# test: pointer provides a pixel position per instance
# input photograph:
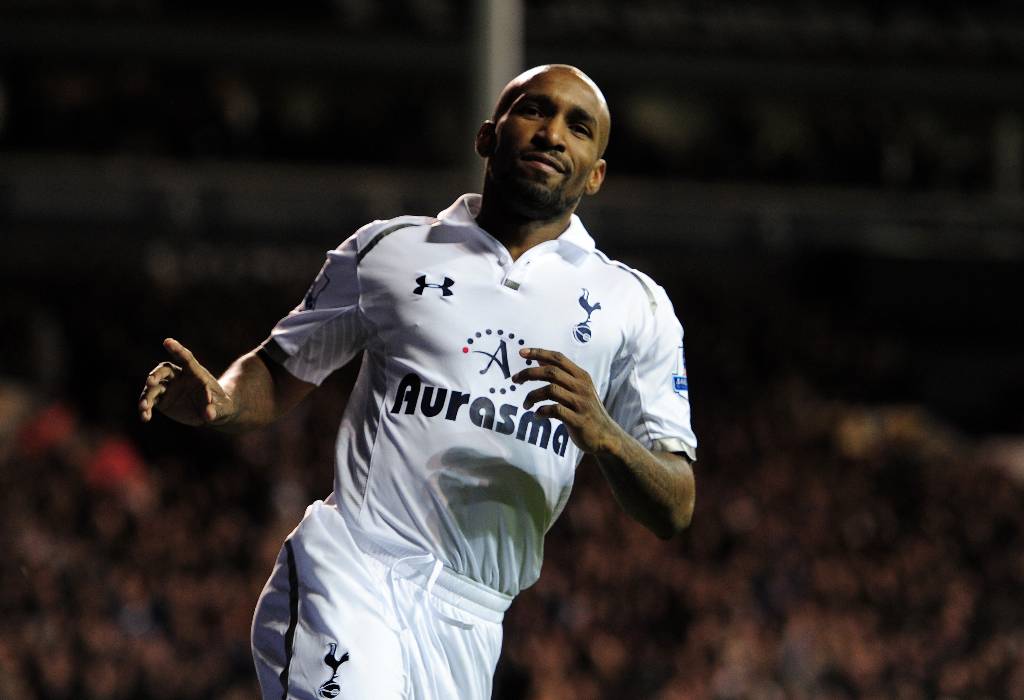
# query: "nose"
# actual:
(551, 134)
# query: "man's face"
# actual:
(544, 151)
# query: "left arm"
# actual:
(653, 487)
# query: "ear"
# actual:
(596, 177)
(486, 139)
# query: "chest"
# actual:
(463, 319)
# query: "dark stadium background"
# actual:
(830, 192)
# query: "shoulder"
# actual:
(372, 234)
(637, 286)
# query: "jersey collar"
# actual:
(573, 244)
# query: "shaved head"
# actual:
(518, 85)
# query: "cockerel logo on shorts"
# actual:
(331, 688)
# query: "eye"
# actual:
(581, 130)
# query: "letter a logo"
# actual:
(500, 357)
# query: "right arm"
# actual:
(253, 392)
(324, 333)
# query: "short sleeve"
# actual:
(327, 329)
(649, 394)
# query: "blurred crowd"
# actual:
(842, 547)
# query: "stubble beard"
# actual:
(534, 201)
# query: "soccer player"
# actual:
(498, 346)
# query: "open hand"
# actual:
(576, 401)
(186, 393)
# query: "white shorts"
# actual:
(350, 620)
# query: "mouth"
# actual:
(544, 162)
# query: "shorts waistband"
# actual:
(453, 587)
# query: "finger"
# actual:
(550, 357)
(552, 392)
(184, 355)
(151, 395)
(162, 373)
(558, 411)
(547, 373)
(148, 399)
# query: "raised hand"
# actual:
(186, 392)
(576, 401)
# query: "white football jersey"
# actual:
(435, 451)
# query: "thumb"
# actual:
(211, 409)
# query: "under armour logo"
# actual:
(444, 287)
(313, 294)
(331, 688)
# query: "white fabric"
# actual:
(402, 639)
(435, 452)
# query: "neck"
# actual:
(517, 232)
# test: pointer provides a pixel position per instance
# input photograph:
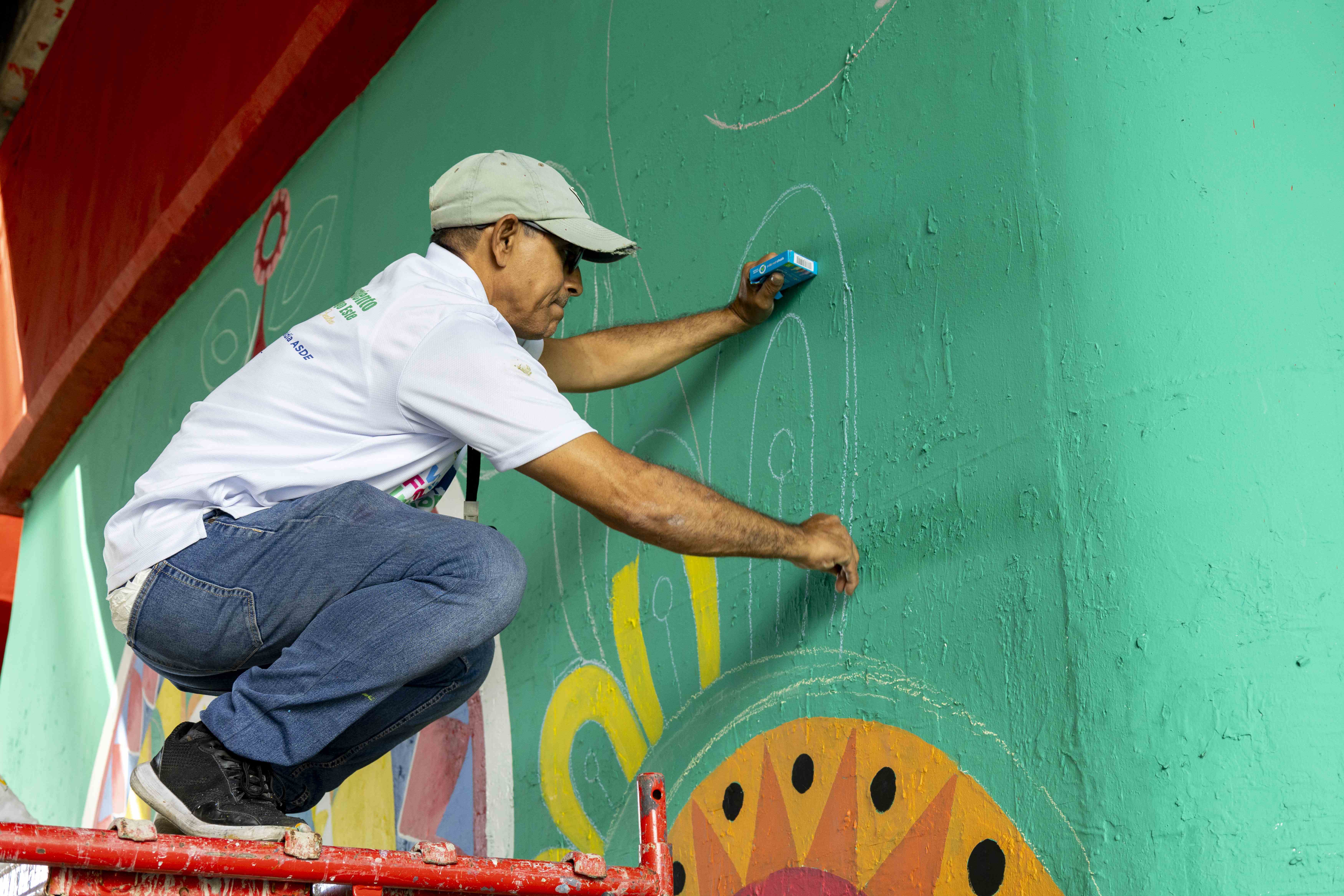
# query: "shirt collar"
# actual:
(455, 269)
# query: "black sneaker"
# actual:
(204, 790)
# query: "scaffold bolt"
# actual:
(437, 854)
(303, 844)
(588, 864)
(138, 829)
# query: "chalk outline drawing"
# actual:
(850, 420)
(886, 679)
(230, 332)
(255, 326)
(850, 60)
(303, 237)
(628, 710)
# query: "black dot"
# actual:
(803, 772)
(986, 868)
(733, 801)
(884, 789)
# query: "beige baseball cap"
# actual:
(483, 189)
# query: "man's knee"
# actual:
(498, 568)
(464, 673)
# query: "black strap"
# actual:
(474, 473)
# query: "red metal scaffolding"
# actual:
(135, 860)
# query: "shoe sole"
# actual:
(156, 794)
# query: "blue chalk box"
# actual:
(792, 265)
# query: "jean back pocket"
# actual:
(190, 625)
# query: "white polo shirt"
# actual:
(385, 389)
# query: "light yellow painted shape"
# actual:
(171, 704)
(703, 578)
(589, 694)
(363, 813)
(320, 820)
(975, 817)
(630, 648)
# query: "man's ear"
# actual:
(505, 238)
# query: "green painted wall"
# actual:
(1072, 371)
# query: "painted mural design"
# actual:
(845, 807)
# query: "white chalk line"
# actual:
(626, 218)
(850, 61)
(849, 491)
(812, 447)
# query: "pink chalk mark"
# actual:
(820, 91)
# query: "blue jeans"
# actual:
(333, 628)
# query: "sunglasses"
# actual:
(570, 254)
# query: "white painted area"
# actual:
(36, 31)
(23, 880)
(454, 499)
(499, 761)
(115, 683)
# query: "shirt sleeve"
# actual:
(470, 381)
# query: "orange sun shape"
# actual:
(847, 808)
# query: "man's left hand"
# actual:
(756, 301)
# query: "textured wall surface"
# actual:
(1070, 371)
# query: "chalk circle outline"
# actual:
(785, 687)
(322, 230)
(794, 455)
(850, 60)
(264, 265)
(210, 342)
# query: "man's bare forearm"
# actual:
(675, 512)
(623, 355)
(678, 514)
(659, 506)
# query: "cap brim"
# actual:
(599, 244)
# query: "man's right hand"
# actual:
(827, 546)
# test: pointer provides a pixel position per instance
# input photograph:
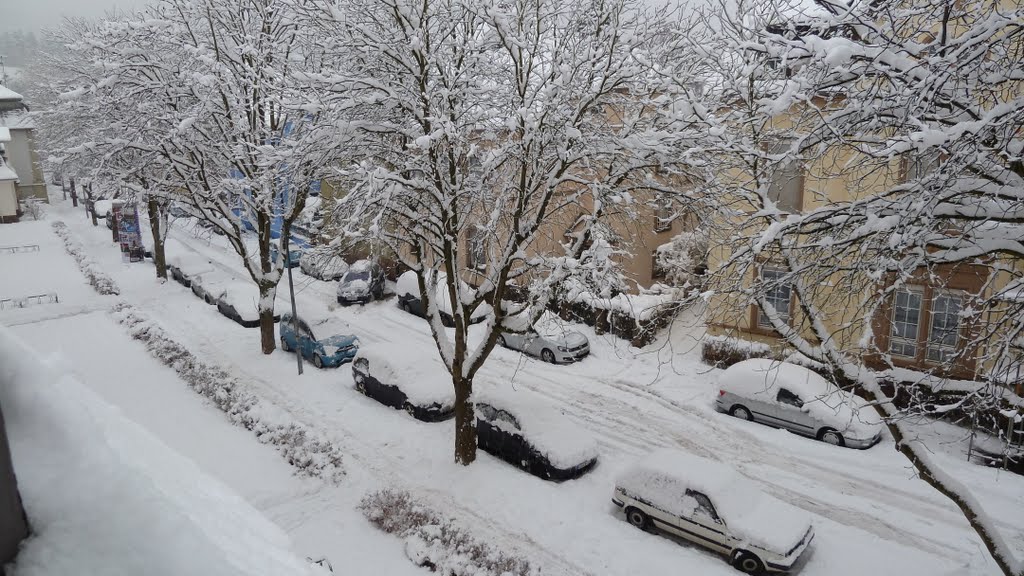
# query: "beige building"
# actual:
(20, 151)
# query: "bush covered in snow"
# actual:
(102, 283)
(310, 454)
(435, 542)
(722, 352)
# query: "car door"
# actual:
(791, 412)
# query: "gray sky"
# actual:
(35, 14)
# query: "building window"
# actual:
(663, 215)
(778, 295)
(786, 189)
(476, 255)
(905, 323)
(943, 335)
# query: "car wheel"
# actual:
(741, 412)
(829, 436)
(748, 563)
(637, 518)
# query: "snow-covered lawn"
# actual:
(871, 516)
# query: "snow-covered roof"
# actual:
(8, 94)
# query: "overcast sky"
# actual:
(35, 14)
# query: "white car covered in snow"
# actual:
(709, 503)
(799, 400)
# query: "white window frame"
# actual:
(915, 340)
(946, 353)
(763, 320)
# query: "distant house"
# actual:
(20, 152)
(8, 179)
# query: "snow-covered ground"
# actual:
(871, 516)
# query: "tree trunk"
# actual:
(997, 547)
(465, 421)
(158, 239)
(266, 331)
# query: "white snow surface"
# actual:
(630, 400)
(103, 496)
(417, 372)
(760, 378)
(550, 432)
(664, 477)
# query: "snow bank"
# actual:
(417, 372)
(309, 453)
(550, 432)
(102, 283)
(103, 496)
(436, 542)
(664, 477)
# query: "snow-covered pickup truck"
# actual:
(713, 505)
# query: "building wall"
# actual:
(8, 201)
(24, 158)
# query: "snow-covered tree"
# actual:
(496, 136)
(916, 107)
(208, 88)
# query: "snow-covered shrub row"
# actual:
(310, 454)
(102, 283)
(437, 543)
(722, 352)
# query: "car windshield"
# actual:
(357, 275)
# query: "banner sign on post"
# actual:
(129, 234)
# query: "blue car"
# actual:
(331, 352)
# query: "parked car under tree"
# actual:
(331, 352)
(710, 504)
(424, 391)
(799, 400)
(363, 282)
(531, 436)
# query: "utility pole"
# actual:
(295, 315)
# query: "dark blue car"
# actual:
(330, 352)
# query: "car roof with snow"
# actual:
(550, 432)
(664, 477)
(763, 375)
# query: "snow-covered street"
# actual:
(871, 516)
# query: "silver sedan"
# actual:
(564, 347)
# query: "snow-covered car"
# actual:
(332, 352)
(408, 291)
(422, 388)
(799, 400)
(550, 341)
(710, 504)
(363, 282)
(294, 256)
(209, 285)
(529, 435)
(323, 263)
(239, 300)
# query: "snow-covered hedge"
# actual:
(722, 352)
(309, 453)
(102, 283)
(438, 543)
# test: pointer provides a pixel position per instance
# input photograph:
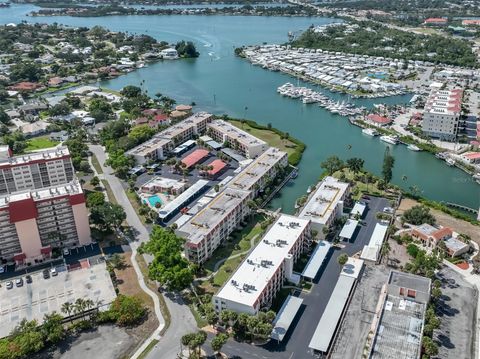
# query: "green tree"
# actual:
(355, 164)
(52, 328)
(332, 164)
(168, 267)
(388, 164)
(417, 215)
(218, 342)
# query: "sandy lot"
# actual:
(445, 220)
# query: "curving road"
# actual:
(182, 320)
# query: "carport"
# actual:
(285, 317)
(316, 260)
(348, 230)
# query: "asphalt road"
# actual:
(182, 321)
(295, 344)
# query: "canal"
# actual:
(221, 83)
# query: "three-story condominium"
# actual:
(160, 145)
(263, 273)
(325, 203)
(247, 144)
(442, 114)
(205, 231)
(264, 167)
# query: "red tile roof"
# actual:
(193, 158)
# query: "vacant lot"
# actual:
(354, 330)
(457, 313)
(445, 220)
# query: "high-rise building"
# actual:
(42, 205)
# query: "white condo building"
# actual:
(158, 147)
(206, 230)
(263, 273)
(224, 132)
(325, 203)
(442, 114)
(264, 167)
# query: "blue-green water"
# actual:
(221, 83)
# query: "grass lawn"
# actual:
(268, 136)
(239, 243)
(96, 164)
(39, 143)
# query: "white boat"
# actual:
(389, 139)
(370, 131)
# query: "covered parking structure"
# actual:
(316, 260)
(331, 319)
(285, 317)
(348, 230)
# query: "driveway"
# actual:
(182, 321)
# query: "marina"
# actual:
(308, 96)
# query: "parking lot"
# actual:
(193, 175)
(43, 296)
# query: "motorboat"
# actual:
(389, 139)
(370, 131)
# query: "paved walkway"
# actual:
(182, 320)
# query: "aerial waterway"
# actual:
(221, 83)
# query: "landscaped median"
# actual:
(274, 137)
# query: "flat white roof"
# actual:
(208, 218)
(328, 322)
(372, 249)
(316, 260)
(257, 169)
(261, 264)
(181, 199)
(324, 200)
(348, 229)
(358, 208)
(285, 317)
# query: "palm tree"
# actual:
(67, 308)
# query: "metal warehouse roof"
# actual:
(316, 260)
(285, 317)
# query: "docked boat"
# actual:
(450, 161)
(389, 139)
(412, 147)
(370, 131)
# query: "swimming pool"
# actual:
(153, 200)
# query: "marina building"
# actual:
(399, 325)
(160, 145)
(206, 230)
(442, 114)
(34, 170)
(263, 168)
(34, 221)
(263, 273)
(325, 203)
(224, 132)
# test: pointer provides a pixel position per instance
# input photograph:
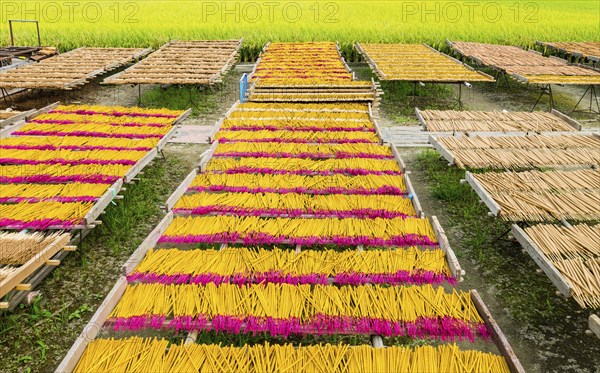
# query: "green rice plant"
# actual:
(68, 25)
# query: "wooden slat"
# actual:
(483, 194)
(455, 268)
(93, 327)
(511, 358)
(413, 196)
(567, 119)
(103, 202)
(561, 283)
(38, 260)
(148, 243)
(207, 156)
(442, 150)
(135, 169)
(594, 325)
(6, 131)
(181, 189)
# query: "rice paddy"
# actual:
(69, 25)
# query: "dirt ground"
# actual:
(540, 349)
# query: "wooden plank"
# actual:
(483, 194)
(92, 328)
(455, 268)
(38, 276)
(378, 131)
(420, 118)
(38, 260)
(207, 156)
(103, 202)
(542, 261)
(5, 132)
(148, 243)
(377, 341)
(398, 159)
(16, 118)
(442, 150)
(139, 166)
(511, 359)
(594, 325)
(575, 124)
(413, 196)
(216, 128)
(181, 189)
(166, 138)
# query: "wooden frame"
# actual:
(139, 166)
(92, 328)
(71, 69)
(511, 358)
(103, 202)
(165, 139)
(420, 118)
(16, 117)
(447, 154)
(6, 131)
(207, 156)
(483, 194)
(455, 268)
(542, 261)
(413, 197)
(166, 65)
(417, 48)
(148, 243)
(594, 325)
(28, 268)
(181, 189)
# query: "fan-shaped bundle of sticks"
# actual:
(575, 252)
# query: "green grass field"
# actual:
(152, 23)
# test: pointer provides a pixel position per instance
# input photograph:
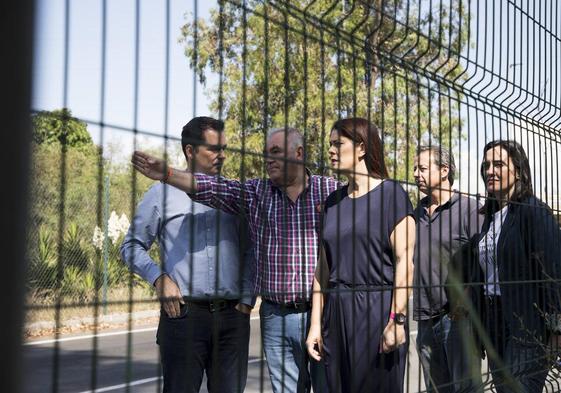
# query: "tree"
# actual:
(59, 127)
(306, 63)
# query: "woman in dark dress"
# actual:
(516, 272)
(359, 322)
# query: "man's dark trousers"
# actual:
(206, 337)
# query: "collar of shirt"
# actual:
(425, 203)
(306, 189)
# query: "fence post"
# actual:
(105, 240)
(15, 73)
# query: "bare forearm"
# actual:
(317, 303)
(402, 286)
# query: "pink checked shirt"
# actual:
(285, 233)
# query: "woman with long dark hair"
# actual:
(359, 322)
(516, 269)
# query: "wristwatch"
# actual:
(399, 318)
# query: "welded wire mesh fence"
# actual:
(391, 103)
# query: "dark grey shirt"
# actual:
(439, 236)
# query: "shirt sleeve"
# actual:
(249, 269)
(218, 192)
(143, 231)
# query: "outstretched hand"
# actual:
(151, 167)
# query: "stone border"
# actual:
(42, 327)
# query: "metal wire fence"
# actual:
(392, 103)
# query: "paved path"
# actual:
(133, 358)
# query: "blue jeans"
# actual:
(284, 333)
(450, 359)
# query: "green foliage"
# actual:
(306, 63)
(66, 190)
(58, 127)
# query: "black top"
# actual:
(438, 237)
(529, 265)
(356, 234)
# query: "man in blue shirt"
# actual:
(205, 281)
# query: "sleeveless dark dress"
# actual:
(356, 238)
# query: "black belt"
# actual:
(297, 305)
(211, 305)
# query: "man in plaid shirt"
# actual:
(283, 213)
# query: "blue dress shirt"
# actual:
(199, 246)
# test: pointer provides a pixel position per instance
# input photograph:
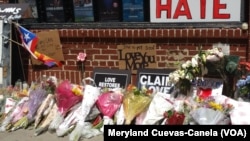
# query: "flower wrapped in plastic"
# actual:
(135, 101)
(90, 96)
(65, 99)
(211, 112)
(196, 67)
(179, 114)
(155, 112)
(108, 103)
(243, 88)
(36, 98)
(19, 111)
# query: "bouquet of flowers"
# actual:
(108, 103)
(36, 98)
(155, 112)
(196, 67)
(17, 112)
(65, 99)
(90, 96)
(243, 88)
(210, 111)
(135, 101)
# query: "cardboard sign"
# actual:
(50, 45)
(137, 56)
(177, 11)
(109, 78)
(155, 79)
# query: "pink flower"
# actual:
(81, 56)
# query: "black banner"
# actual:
(111, 78)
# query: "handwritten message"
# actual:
(135, 56)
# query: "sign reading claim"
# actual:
(174, 11)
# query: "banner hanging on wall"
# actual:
(110, 78)
(178, 11)
(155, 79)
(136, 56)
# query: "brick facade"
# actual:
(172, 45)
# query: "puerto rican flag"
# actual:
(29, 40)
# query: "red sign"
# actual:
(195, 10)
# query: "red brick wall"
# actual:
(172, 45)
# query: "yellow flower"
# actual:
(215, 106)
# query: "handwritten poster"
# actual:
(50, 45)
(136, 56)
(155, 79)
(111, 78)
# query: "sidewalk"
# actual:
(28, 135)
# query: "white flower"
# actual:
(194, 62)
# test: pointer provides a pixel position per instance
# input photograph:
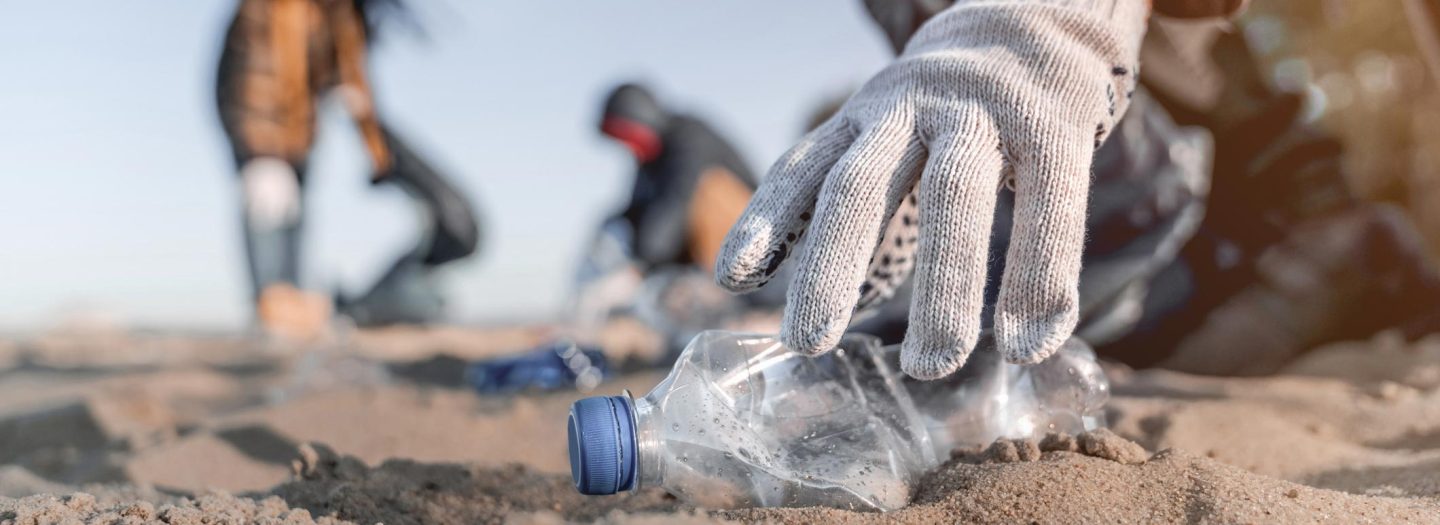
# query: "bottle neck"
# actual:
(648, 443)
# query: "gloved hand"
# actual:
(987, 94)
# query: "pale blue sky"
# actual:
(118, 194)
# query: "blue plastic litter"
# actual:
(558, 366)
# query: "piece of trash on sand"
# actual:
(743, 422)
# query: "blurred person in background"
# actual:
(1221, 252)
(654, 258)
(280, 59)
(690, 184)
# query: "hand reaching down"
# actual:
(988, 94)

What you should do: Using the listing above, pull out all lines that hold the word "outline".

Answer area:
# query: "chalk outline drawing"
# query: "chalk circle outline"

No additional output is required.